**Required action:** Using the data below, copy out all lines with the word "black".

**Extracted data:**
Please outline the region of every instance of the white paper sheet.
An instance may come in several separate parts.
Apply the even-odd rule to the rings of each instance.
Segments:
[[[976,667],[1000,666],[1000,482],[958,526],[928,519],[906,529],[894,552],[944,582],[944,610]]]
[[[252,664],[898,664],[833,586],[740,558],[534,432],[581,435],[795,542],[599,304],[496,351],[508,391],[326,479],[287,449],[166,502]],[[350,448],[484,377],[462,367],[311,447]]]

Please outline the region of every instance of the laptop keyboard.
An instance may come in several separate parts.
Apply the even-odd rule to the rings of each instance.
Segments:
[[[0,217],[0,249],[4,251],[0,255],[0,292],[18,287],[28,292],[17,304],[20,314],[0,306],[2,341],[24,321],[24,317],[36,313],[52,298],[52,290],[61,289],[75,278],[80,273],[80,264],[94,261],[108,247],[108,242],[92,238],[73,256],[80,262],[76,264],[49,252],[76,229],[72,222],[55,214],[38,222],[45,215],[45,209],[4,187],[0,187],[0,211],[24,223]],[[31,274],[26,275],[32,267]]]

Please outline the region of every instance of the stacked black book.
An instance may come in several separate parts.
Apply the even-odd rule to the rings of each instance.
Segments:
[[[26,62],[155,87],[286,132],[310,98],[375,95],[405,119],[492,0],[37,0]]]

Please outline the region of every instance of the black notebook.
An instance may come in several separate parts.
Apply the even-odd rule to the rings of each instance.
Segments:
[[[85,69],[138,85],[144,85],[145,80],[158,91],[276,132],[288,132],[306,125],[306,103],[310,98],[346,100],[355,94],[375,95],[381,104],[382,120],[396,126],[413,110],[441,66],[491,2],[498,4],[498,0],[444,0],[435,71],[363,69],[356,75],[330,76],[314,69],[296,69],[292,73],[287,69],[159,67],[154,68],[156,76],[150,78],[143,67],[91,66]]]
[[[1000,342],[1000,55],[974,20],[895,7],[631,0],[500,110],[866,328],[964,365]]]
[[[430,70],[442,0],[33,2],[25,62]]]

**Expected answer:**
Please outline the region of every instance of the stacked black book.
Please outline the region of every instance of the black notebook.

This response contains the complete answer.